* [EXERCISE INPUTS]
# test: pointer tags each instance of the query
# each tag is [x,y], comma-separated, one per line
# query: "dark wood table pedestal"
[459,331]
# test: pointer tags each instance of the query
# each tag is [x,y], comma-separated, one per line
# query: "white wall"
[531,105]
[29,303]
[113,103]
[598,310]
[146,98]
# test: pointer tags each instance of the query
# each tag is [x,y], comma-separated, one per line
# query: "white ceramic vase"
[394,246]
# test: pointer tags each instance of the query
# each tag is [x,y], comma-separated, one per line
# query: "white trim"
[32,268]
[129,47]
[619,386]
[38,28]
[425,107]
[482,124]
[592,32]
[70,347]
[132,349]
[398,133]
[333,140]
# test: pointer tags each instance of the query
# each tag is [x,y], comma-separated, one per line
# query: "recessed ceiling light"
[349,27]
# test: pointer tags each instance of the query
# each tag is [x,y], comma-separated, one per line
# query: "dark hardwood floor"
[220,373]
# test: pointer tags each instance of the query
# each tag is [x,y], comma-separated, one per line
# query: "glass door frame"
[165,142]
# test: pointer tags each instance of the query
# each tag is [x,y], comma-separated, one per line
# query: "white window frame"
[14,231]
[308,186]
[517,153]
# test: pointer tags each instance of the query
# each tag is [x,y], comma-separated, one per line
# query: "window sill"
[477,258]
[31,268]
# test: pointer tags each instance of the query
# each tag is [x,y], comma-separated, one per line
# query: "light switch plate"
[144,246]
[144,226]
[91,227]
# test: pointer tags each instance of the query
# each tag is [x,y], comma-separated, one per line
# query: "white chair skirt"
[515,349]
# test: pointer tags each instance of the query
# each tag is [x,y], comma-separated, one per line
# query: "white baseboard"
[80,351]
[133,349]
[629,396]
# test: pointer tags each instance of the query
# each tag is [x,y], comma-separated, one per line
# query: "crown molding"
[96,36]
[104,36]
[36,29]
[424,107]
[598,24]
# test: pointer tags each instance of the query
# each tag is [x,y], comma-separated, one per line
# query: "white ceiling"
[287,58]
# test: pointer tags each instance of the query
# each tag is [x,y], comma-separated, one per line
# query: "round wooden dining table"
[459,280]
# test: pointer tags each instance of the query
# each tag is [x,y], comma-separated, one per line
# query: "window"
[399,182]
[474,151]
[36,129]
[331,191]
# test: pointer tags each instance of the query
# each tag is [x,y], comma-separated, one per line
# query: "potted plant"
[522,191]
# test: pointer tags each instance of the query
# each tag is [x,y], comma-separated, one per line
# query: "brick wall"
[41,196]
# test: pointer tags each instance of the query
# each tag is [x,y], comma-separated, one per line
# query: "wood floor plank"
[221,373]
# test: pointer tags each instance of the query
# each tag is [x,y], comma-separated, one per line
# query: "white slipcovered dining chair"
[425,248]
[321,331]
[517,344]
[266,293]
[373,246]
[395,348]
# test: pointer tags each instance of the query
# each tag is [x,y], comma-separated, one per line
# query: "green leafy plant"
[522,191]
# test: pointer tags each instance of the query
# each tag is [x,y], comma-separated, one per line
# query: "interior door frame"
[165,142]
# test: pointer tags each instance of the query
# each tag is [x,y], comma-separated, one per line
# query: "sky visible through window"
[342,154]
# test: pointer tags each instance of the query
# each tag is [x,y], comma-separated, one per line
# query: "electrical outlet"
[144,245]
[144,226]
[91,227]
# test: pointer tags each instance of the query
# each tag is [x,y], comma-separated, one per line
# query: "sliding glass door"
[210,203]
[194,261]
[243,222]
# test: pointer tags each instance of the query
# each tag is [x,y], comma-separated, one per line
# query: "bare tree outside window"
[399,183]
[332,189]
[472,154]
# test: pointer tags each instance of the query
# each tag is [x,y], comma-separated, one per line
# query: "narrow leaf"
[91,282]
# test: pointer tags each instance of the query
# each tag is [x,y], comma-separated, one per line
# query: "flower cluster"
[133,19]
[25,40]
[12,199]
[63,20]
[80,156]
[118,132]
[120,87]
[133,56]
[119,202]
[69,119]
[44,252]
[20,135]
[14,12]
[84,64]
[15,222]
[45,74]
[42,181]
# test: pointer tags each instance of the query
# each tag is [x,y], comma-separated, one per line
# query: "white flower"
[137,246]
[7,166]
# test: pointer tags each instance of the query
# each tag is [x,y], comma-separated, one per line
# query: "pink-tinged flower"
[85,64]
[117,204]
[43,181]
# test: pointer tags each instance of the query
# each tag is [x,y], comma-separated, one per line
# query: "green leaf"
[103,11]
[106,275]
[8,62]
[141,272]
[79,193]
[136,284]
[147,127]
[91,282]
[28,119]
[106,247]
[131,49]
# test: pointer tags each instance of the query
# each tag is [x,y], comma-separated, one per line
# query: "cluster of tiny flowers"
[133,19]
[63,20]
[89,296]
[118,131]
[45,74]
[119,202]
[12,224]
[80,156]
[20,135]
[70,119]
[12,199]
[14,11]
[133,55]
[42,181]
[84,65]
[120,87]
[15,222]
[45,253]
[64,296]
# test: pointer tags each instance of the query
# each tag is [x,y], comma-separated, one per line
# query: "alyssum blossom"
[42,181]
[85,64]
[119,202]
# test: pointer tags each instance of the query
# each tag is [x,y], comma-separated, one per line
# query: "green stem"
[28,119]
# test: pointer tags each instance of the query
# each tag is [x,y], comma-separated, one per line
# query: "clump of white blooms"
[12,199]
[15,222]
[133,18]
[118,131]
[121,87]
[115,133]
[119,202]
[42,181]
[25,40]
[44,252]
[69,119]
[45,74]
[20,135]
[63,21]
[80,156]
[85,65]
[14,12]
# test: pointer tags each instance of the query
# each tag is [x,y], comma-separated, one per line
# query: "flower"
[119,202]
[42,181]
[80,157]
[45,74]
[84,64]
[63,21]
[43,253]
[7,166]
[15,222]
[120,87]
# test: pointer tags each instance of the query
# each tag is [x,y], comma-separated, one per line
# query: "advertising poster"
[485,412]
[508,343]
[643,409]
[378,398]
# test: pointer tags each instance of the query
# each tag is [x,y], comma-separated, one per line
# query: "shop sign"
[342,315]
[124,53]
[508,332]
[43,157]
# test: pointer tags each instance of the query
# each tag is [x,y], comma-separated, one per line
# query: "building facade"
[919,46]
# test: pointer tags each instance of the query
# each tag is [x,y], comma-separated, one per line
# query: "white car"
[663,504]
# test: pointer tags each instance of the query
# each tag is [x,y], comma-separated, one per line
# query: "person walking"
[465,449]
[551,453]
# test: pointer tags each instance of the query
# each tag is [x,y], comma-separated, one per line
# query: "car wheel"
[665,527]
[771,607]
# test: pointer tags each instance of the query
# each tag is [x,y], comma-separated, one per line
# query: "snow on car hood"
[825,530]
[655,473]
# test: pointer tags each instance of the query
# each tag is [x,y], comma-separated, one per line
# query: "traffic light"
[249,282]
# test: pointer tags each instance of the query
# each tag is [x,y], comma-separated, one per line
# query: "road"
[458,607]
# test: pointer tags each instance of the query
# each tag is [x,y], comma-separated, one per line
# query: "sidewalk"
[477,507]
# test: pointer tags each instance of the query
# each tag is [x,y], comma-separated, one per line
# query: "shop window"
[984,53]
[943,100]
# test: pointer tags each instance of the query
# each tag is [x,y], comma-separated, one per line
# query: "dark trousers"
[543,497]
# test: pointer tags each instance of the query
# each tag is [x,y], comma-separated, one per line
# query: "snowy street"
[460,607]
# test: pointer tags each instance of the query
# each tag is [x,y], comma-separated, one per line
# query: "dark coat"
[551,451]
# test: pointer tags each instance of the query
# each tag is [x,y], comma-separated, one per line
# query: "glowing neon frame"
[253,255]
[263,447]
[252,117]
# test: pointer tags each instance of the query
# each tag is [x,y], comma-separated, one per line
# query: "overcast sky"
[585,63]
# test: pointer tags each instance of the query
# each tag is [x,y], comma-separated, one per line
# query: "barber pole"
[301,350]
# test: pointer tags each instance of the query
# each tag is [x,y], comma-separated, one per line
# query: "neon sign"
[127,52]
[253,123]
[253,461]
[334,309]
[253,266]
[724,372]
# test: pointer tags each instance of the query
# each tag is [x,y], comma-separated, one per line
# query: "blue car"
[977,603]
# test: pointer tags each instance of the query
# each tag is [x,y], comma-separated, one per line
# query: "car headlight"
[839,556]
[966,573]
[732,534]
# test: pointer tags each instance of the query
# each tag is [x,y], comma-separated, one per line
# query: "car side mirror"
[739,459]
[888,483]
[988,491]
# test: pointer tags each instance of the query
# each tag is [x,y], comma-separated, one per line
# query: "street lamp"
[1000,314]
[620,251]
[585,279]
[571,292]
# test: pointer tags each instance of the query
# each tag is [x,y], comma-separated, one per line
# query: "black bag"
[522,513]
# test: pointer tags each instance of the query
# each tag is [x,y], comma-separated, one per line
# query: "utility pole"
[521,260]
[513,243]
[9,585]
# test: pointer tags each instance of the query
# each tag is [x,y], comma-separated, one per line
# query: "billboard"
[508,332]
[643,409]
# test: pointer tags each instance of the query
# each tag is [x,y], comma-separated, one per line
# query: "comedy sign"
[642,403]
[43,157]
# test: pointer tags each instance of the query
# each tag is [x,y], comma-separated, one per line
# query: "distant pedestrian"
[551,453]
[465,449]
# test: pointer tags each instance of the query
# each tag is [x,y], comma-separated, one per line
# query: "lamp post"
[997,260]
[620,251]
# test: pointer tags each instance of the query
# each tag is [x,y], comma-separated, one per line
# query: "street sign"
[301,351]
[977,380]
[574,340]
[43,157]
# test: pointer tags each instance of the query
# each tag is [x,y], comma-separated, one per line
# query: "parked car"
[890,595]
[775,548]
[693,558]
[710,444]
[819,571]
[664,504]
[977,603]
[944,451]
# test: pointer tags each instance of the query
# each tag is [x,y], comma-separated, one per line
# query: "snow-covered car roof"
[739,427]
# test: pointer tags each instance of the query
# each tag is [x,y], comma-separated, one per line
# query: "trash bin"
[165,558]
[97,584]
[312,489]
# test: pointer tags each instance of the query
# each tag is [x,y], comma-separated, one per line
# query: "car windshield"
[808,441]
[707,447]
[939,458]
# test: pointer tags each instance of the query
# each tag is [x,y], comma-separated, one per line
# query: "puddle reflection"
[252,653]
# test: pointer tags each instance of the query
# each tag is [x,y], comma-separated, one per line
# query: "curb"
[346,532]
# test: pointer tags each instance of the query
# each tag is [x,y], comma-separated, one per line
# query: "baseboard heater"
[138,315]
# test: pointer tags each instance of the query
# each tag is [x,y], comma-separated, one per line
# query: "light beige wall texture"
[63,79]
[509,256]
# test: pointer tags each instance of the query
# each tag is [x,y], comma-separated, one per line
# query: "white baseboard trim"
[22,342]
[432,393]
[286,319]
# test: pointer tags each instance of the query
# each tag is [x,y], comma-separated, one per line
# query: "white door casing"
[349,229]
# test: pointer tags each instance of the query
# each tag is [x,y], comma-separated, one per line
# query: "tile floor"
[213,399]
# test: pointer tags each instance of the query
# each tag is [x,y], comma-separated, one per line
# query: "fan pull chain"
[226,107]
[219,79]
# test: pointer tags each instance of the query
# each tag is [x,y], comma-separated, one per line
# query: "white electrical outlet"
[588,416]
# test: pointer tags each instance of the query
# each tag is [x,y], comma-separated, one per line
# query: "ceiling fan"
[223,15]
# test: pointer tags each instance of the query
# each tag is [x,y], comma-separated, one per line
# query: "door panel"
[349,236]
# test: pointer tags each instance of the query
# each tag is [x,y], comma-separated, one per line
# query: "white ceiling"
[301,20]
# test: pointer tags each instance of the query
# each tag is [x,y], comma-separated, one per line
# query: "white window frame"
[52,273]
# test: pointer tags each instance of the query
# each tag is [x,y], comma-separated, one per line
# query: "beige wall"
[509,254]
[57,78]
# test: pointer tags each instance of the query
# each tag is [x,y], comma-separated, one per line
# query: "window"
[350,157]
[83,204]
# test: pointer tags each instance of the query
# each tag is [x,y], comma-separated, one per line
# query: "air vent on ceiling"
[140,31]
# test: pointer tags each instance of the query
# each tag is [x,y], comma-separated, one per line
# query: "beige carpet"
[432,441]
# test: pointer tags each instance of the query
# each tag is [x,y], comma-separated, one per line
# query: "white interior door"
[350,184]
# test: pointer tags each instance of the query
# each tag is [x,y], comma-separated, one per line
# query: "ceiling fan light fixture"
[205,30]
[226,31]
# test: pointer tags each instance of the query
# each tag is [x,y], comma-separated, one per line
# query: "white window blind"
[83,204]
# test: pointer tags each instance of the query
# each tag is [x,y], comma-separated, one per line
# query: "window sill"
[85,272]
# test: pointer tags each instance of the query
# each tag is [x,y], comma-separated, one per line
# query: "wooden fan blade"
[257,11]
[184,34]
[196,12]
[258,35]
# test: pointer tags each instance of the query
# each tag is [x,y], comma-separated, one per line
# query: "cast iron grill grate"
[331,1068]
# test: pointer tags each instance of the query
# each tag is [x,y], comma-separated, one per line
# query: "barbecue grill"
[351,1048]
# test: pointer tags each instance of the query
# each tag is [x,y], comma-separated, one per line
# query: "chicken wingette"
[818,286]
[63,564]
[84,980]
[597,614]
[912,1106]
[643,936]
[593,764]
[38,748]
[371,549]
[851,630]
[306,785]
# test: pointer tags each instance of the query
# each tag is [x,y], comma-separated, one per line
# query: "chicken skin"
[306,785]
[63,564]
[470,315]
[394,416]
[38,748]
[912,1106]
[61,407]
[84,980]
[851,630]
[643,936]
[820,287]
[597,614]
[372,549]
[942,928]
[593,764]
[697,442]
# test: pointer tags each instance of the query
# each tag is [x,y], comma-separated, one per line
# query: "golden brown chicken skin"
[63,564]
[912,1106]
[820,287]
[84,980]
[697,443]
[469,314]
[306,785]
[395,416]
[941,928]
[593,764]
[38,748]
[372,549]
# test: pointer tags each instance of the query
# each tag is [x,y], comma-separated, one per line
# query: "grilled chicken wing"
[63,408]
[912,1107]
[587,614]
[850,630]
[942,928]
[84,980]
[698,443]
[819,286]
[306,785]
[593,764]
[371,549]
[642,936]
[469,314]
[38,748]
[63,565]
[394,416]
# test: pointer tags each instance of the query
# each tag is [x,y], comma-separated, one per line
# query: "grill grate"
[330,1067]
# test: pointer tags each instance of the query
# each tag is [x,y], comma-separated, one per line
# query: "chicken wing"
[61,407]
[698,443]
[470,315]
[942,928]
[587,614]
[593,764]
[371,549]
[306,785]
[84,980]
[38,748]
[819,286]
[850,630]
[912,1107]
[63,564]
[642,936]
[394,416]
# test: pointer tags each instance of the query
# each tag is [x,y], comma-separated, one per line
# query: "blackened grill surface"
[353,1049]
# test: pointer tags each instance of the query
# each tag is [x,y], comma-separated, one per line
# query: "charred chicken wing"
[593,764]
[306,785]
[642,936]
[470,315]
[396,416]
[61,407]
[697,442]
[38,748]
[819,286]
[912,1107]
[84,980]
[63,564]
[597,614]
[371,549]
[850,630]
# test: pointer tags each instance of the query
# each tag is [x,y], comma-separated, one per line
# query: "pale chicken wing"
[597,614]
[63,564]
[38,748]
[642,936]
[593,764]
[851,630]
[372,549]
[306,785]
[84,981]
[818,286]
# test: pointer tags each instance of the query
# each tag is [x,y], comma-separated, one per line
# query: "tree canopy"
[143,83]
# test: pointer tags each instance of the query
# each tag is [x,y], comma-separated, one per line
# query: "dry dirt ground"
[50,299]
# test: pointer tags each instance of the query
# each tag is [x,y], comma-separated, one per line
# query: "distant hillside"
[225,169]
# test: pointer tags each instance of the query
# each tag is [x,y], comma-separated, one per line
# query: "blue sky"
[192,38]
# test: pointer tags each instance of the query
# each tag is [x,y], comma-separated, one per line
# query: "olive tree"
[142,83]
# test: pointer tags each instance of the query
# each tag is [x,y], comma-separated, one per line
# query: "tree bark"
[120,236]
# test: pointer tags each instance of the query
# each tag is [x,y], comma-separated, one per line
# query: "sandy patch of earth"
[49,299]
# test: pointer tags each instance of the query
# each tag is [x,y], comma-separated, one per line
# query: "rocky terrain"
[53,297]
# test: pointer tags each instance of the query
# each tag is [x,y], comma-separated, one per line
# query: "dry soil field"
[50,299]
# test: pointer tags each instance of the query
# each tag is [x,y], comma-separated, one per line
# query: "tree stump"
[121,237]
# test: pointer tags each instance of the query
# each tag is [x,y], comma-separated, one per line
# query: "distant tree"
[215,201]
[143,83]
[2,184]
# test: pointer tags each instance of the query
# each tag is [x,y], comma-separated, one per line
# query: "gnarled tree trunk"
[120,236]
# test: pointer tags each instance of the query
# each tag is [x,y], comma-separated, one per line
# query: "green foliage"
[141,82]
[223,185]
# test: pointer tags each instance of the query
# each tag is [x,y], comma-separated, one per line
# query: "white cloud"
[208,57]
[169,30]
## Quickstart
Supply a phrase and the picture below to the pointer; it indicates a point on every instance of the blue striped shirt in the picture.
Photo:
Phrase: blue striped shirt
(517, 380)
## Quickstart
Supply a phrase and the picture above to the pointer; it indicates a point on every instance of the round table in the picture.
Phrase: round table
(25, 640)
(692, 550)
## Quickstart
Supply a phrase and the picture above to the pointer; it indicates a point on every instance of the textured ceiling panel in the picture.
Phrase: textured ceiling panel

* [WHAT TO DO]
Where does the string "indicates" appear in the records above? Show every line that holds it.

* [RESPONSE TO THIS EXERCISE]
Supply a phrase and the picture below to the pointer; it indicates a point on every instance of the blue striped shirt in the picture.
Supply a phrase and the picture above to the pointer; it indicates a point on every instance of the round table in the picture.
Supply a phrase and the picture above to the pointer; it indicates a point on every instance of the textured ceiling panel in the picture.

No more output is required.